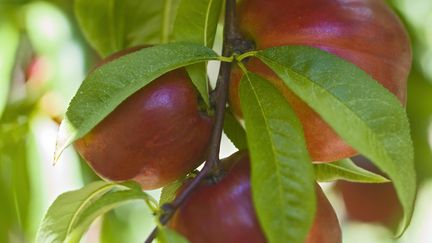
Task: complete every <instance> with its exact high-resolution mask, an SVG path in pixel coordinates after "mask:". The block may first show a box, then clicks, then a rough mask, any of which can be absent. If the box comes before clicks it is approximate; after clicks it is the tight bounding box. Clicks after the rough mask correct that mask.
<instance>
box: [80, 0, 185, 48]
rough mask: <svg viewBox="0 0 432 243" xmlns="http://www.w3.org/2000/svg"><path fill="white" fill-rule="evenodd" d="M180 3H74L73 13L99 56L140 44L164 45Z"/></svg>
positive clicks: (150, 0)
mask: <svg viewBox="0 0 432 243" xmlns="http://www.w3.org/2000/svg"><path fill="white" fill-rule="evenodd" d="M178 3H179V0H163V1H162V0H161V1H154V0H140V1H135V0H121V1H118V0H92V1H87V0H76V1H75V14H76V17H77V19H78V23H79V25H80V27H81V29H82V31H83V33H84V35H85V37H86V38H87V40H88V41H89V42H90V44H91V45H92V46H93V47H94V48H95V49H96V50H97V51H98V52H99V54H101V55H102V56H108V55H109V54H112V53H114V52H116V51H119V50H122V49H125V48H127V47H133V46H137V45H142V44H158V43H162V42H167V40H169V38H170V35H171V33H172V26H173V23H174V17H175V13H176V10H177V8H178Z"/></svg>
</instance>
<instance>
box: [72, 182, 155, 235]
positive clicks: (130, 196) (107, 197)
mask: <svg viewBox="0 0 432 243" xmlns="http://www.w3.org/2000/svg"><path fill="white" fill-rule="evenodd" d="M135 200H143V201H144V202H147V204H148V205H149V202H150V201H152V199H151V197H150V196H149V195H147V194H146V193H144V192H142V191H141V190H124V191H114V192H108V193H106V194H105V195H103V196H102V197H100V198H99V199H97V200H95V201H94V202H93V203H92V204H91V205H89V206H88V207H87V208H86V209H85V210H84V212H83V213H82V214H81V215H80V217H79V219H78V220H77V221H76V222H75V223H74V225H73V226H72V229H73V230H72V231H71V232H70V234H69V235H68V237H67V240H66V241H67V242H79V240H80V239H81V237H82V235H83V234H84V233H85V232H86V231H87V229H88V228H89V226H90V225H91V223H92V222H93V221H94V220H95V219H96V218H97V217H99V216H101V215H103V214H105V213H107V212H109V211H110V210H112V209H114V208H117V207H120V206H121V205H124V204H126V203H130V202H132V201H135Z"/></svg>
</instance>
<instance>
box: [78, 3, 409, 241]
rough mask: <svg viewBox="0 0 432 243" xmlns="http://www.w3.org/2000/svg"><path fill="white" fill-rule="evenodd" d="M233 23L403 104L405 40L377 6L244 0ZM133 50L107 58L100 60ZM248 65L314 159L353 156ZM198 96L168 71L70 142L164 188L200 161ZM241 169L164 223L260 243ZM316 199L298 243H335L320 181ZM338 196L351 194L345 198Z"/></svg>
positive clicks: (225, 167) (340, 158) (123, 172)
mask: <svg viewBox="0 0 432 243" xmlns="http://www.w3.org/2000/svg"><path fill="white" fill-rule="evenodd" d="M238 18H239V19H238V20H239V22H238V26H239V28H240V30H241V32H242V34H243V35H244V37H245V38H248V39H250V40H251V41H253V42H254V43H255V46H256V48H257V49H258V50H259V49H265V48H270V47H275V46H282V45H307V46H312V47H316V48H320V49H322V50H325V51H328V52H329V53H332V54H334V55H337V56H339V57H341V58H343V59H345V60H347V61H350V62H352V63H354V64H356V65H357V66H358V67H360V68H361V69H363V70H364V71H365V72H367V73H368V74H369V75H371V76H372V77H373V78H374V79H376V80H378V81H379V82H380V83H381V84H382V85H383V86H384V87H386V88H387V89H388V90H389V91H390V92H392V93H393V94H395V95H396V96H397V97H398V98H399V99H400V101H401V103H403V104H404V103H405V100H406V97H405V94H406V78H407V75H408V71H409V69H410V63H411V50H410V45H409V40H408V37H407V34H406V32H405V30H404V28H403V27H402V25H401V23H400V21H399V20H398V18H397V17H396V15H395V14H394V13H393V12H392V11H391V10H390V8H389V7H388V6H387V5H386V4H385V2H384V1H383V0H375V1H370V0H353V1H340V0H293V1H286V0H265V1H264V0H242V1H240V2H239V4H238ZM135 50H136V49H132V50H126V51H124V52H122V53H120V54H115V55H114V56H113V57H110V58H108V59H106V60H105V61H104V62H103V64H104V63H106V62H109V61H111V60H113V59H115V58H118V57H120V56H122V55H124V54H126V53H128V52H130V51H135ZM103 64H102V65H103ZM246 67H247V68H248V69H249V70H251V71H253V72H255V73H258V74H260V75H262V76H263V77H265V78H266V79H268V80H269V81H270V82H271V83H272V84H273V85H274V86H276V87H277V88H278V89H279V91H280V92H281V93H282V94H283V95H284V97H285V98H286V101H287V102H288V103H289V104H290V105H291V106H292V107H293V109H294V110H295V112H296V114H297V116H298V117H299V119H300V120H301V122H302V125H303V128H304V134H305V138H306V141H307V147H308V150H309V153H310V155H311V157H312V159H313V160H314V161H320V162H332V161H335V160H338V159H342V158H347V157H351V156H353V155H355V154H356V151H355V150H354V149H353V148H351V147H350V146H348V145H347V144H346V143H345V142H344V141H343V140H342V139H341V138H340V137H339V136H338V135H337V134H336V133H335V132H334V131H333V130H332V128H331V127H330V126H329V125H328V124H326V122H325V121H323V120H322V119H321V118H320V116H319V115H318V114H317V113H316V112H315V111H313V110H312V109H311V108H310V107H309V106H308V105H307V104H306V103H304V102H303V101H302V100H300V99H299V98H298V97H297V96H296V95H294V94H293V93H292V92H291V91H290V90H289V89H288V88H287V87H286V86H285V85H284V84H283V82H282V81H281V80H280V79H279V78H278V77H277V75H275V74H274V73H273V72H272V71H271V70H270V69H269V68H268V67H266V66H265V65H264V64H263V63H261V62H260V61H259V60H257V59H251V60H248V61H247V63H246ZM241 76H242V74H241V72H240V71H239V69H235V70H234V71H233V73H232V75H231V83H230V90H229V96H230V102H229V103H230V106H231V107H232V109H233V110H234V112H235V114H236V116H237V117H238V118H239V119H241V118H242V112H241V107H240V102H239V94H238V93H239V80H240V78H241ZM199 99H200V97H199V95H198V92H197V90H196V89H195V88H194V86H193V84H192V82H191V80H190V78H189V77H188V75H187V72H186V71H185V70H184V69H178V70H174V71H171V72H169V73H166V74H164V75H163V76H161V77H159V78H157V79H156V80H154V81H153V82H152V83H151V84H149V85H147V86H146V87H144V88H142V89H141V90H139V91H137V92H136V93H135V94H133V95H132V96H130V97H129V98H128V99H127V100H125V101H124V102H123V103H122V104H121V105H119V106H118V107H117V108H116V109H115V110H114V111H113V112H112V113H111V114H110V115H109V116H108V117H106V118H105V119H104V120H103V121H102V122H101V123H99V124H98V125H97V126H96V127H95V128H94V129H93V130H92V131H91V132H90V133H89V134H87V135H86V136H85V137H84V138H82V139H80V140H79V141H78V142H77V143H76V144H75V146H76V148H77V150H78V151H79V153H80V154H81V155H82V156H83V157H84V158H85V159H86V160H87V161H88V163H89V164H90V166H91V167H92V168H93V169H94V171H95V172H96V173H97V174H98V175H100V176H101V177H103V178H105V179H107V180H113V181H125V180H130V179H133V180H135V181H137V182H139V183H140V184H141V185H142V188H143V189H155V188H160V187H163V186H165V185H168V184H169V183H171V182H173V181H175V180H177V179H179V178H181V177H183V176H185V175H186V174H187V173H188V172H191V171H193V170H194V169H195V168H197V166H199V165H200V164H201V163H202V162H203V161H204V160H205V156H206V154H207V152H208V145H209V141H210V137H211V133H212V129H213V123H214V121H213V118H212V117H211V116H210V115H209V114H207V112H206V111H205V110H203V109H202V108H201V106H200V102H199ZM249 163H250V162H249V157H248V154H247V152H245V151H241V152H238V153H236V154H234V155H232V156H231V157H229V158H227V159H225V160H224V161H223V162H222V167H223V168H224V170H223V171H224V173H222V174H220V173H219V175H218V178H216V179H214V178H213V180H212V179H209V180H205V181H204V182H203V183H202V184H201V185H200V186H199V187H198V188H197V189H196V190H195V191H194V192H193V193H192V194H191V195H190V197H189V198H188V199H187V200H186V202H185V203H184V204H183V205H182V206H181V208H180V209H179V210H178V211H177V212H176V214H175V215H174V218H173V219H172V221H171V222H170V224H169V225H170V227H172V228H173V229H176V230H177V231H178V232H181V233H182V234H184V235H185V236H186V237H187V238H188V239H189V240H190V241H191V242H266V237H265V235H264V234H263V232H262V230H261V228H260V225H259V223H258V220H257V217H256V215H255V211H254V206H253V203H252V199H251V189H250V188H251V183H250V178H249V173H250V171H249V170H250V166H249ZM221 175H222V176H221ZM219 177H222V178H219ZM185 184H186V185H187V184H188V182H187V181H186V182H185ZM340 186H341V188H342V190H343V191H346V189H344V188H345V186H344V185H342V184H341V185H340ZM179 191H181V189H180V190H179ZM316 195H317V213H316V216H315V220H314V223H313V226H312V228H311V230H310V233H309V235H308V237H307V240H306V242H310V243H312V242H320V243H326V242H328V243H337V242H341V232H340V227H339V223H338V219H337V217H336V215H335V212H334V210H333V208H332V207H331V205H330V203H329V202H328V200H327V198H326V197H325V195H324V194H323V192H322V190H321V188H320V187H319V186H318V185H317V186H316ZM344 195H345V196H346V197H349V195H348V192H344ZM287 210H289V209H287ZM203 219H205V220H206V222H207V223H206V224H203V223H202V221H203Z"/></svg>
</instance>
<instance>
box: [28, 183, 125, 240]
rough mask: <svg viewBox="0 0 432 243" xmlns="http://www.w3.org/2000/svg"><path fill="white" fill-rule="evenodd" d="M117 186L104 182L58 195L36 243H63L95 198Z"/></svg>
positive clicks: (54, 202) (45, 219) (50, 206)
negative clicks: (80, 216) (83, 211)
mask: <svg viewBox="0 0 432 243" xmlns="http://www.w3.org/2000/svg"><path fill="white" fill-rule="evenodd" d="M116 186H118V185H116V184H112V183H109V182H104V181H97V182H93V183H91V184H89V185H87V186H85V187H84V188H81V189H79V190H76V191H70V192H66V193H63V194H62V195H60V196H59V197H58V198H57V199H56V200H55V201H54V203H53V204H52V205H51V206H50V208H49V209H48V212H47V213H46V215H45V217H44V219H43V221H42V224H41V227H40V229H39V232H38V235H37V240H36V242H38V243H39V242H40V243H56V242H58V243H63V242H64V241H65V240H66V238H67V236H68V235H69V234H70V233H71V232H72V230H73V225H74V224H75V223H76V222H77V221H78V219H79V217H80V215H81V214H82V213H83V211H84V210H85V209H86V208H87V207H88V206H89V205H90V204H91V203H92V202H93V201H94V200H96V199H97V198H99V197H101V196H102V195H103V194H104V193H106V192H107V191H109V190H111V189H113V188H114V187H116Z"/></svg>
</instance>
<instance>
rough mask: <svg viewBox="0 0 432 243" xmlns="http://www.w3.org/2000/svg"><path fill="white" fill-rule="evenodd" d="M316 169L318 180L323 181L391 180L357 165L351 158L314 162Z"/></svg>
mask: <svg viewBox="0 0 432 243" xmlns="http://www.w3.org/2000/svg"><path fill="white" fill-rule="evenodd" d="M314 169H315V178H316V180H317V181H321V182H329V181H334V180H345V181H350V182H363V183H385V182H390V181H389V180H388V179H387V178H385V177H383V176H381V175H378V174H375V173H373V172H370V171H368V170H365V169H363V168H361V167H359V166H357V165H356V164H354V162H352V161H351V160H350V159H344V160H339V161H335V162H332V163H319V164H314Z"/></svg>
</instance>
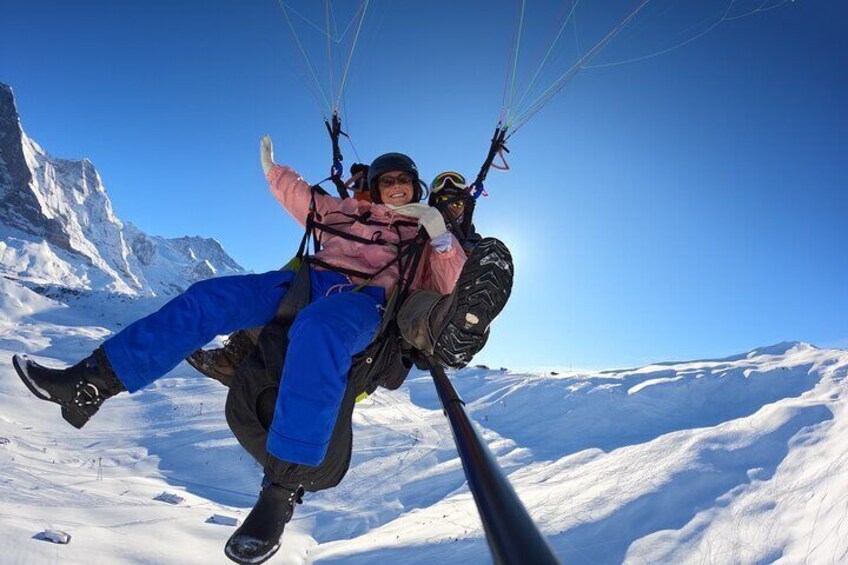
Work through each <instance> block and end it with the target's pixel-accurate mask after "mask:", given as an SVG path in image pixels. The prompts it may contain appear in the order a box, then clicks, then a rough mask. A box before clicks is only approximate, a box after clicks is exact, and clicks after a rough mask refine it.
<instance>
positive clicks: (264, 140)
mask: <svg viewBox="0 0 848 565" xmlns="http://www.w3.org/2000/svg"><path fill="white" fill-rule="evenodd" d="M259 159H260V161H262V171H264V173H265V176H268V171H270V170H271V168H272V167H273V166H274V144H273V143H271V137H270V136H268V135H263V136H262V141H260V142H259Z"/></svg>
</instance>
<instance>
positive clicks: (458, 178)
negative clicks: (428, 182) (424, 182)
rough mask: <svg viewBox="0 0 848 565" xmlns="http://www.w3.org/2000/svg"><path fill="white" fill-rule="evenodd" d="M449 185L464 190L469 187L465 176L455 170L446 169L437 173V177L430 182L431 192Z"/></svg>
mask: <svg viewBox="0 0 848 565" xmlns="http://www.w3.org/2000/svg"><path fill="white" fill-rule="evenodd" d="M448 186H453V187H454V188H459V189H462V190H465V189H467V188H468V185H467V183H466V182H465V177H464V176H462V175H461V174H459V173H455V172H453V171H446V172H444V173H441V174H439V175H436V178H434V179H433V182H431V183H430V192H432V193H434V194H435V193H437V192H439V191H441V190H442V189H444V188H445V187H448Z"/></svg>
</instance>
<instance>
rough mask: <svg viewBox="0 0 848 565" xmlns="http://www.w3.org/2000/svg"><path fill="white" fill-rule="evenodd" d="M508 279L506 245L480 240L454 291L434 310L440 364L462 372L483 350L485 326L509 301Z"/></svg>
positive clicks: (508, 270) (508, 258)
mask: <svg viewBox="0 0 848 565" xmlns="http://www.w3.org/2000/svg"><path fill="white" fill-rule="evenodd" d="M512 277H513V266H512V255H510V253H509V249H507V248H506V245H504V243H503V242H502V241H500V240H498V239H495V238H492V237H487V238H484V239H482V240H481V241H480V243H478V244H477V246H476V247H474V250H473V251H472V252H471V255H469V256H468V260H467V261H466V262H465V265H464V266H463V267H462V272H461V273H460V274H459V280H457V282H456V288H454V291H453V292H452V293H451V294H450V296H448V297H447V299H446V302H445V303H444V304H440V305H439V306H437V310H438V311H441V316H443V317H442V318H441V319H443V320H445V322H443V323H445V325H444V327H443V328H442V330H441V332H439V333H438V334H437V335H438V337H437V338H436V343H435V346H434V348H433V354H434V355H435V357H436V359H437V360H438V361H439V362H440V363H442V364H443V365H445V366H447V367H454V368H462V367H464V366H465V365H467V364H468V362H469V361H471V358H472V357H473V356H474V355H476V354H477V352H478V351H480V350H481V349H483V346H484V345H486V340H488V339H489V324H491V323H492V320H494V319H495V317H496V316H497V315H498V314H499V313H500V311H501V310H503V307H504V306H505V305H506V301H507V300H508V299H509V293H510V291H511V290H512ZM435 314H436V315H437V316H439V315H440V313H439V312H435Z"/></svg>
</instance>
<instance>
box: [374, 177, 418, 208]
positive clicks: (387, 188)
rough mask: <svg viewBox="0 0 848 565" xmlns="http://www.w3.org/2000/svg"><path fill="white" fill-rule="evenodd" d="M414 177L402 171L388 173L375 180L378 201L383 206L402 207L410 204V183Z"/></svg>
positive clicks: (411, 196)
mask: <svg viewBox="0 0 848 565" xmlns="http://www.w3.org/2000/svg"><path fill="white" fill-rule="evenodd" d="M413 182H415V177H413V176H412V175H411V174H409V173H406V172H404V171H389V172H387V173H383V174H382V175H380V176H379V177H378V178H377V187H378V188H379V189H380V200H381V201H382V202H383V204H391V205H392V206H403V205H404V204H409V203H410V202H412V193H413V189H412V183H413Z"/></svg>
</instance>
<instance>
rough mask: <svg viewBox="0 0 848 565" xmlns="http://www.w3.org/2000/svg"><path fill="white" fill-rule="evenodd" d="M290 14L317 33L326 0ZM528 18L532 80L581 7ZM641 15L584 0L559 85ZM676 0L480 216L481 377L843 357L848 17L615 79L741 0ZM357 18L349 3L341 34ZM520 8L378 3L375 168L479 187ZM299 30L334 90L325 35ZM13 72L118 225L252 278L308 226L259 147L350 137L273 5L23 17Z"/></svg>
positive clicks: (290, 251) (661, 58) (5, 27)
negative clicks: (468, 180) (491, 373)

+++

Within the listing above, locate the line containing "box: [78, 3, 409, 241]" and the line containing "23L403 104L405 40L377". Reproduce those two lines and all lines between them exactly, with nothing added.

box: [78, 3, 409, 241]
rough mask: <svg viewBox="0 0 432 243" xmlns="http://www.w3.org/2000/svg"><path fill="white" fill-rule="evenodd" d="M233 23L403 104L405 40L377 6L244 0ZM133 50L107 58L100 60ZM248 65L314 159L353 156ZM198 96L168 71L70 142L164 188L200 161ZM241 169L164 223L260 243ZM316 199L298 243H335L320 181ZM338 196L351 194L345 198Z"/></svg>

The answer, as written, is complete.